(EXERCISE INSTRUCTIONS) Starting at the line that contains "One keypoint belongs to every instance. Tag the white webbing" and continuing through the end of the entries, rewrite these lines with "steel beam" swapped for "metal beam" and nothing else altered.

[A block of data]
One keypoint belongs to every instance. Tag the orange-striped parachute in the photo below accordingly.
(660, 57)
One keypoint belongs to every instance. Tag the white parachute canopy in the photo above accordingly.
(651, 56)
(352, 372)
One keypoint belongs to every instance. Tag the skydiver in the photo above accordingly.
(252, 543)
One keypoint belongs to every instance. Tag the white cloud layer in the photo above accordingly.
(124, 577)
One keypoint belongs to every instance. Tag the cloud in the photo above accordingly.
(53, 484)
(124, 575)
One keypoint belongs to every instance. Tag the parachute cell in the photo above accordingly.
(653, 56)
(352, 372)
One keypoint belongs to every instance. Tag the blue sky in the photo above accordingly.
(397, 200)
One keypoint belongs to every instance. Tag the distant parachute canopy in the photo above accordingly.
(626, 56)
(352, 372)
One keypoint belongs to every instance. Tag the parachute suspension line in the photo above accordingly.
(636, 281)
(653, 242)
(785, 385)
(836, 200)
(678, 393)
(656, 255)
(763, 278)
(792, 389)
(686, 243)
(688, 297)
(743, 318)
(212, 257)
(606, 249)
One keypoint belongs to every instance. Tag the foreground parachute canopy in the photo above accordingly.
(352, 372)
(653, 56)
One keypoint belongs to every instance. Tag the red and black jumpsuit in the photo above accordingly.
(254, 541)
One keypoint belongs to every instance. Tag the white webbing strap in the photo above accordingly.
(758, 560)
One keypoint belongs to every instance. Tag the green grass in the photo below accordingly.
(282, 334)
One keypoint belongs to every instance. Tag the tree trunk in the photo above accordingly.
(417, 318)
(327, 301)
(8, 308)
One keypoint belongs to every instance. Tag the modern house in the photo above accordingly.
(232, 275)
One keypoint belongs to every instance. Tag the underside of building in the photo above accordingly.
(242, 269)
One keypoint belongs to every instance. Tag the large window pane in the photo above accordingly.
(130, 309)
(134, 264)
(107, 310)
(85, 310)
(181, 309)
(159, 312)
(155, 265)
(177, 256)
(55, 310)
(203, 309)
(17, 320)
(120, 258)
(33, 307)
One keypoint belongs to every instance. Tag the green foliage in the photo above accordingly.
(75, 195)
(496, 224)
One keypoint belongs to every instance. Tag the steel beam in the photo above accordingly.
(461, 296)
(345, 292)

(SOLVED EXERCISE)
One keypoint belongs to every instance. Tag the white webbing strap in the photo above accordingly.
(758, 560)
One keypoint belongs to every instance. Tag the green grass in the photo below accordingly.
(282, 334)
One keypoint belongs to every instance. Tag the tree trunk in the photo above accordingly.
(417, 318)
(327, 301)
(8, 308)
One keypoint belongs to every instance. Tag the modern house in the photo above accordingly.
(232, 275)
One keypoint belongs to every instance. Tag the underside of building in the photo above accordingly.
(242, 269)
One keypoint belongs to every instance. Tag the large window pane in the photo above accordingly.
(130, 309)
(134, 264)
(107, 310)
(85, 310)
(181, 309)
(159, 312)
(155, 265)
(177, 256)
(55, 310)
(203, 309)
(17, 320)
(120, 258)
(33, 307)
One keypoint belongs to every instance. Tag the green foliage in the photo above accordingly.
(75, 195)
(496, 224)
One keypoint belongs to every instance. Tag the metal beam in the photo above accordingly.
(461, 296)
(345, 292)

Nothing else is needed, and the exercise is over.